Records in a dataset
....
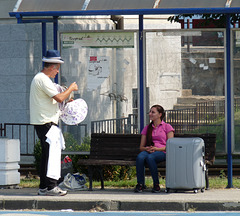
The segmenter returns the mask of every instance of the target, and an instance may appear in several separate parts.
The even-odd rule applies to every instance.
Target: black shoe
[[[134,189],[135,193],[141,193],[143,192],[143,185],[142,184],[137,184],[135,189]]]
[[[152,193],[160,193],[160,186],[159,186],[159,184],[154,184],[154,187],[152,189]]]

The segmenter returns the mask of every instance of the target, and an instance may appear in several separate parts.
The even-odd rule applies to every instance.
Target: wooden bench
[[[215,134],[175,134],[175,137],[201,137],[205,142],[205,163],[208,168],[215,160],[216,135]],[[93,133],[91,135],[91,149],[89,159],[80,159],[78,165],[88,166],[89,190],[92,190],[93,172],[100,175],[101,189],[104,189],[104,165],[135,166],[139,154],[140,134],[106,134]],[[166,162],[158,164],[165,168]],[[208,171],[206,170],[206,189],[209,187]]]

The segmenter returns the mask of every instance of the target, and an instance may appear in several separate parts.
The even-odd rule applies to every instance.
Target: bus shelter
[[[232,146],[234,143],[234,98],[231,48],[231,14],[238,14],[240,3],[231,0],[18,0],[9,13],[20,23],[42,24],[42,55],[46,53],[46,23],[53,24],[53,47],[58,49],[58,19],[74,16],[138,16],[138,121],[139,130],[146,124],[146,53],[144,38],[144,16],[178,14],[226,14],[225,28],[225,139],[228,154],[228,187],[232,187]],[[58,80],[56,80],[57,82]]]

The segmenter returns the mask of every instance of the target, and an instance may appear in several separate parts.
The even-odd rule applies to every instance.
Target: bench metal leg
[[[104,190],[103,168],[102,168],[102,166],[98,167],[98,173],[100,175],[100,180],[101,180],[101,190]]]
[[[88,166],[89,191],[92,191],[93,166]]]

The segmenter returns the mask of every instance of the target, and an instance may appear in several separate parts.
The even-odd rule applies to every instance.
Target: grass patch
[[[106,188],[134,188],[137,184],[136,178],[131,180],[120,180],[120,181],[104,181],[104,186]],[[146,177],[145,184],[147,187],[151,188],[152,178]],[[88,183],[86,184],[88,186]],[[165,179],[160,178],[160,185],[162,188],[165,187]],[[209,188],[210,189],[224,189],[228,185],[228,179],[226,176],[210,176],[209,177]],[[38,188],[39,179],[36,178],[22,178],[19,184],[20,187],[23,188]],[[233,177],[233,186],[236,188],[240,188],[240,179],[239,177]],[[93,188],[101,187],[100,182],[93,182]]]

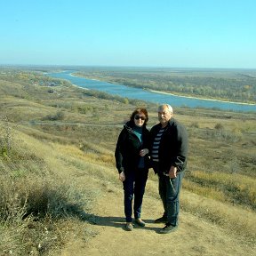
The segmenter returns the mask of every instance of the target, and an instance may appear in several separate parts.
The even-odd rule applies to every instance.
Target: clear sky
[[[256,68],[255,0],[0,0],[0,64]]]

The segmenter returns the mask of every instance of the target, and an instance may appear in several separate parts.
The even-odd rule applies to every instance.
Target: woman
[[[132,231],[132,199],[135,223],[140,227],[145,222],[140,218],[142,199],[148,180],[149,158],[149,132],[146,128],[148,121],[145,108],[135,109],[121,131],[116,143],[115,156],[119,180],[123,181],[124,192],[125,229]]]

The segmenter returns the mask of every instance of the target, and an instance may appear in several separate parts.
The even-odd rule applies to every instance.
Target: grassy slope
[[[87,241],[96,236],[89,213],[106,189],[116,193],[113,152],[122,124],[135,106],[82,96],[74,86],[55,87],[49,93],[47,87],[20,84],[0,81],[1,138],[9,134],[6,128],[12,131],[12,148],[0,156],[0,184],[6,195],[0,249],[14,255],[19,251],[58,255],[70,237]],[[84,114],[76,108],[81,105],[87,109]],[[148,110],[151,126],[156,115],[151,106]],[[45,119],[60,111],[61,120]],[[256,220],[253,115],[180,108],[176,117],[190,138],[182,210],[220,225],[230,239],[239,234],[251,248]],[[218,124],[221,129],[214,128]],[[147,196],[152,200],[158,196],[156,188],[151,172]],[[27,198],[32,210],[47,203],[46,215],[36,216],[39,221],[33,216],[21,221],[28,211],[20,209],[20,198]]]

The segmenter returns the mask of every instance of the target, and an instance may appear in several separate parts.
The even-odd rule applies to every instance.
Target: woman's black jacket
[[[139,138],[132,131],[132,127],[135,124],[129,121],[124,125],[121,131],[116,147],[115,151],[116,165],[118,172],[124,171],[132,172],[138,168],[138,164],[140,160],[140,150],[142,148],[148,148],[149,150],[149,132],[143,126],[142,128],[142,141],[140,143]],[[149,157],[148,155],[144,156],[145,169],[149,167]]]
[[[151,128],[151,146],[153,146],[154,139],[162,128],[161,126],[161,124],[157,124]],[[188,144],[188,134],[185,127],[172,118],[160,140],[158,149],[158,172],[168,173],[172,165],[177,167],[178,172],[184,171],[187,165]],[[156,172],[156,170],[154,171]]]

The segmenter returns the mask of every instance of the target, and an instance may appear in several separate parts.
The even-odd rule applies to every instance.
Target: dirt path
[[[145,196],[142,219],[145,228],[134,226],[132,232],[124,229],[123,191],[111,188],[104,192],[94,211],[98,235],[84,243],[70,241],[62,256],[69,255],[246,255],[252,256],[252,248],[239,244],[239,237],[229,236],[217,226],[202,221],[192,214],[181,212],[180,227],[171,234],[158,234],[162,224],[154,220],[162,214],[160,200]]]

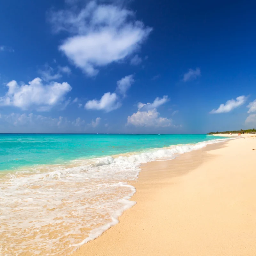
....
▸ **Written exercise**
Collect every line of the listing above that contains the string "bench" and copy each of those lines in full.

▸ **Solution to this problem**
Target: wooden bench
Target: bench metal leg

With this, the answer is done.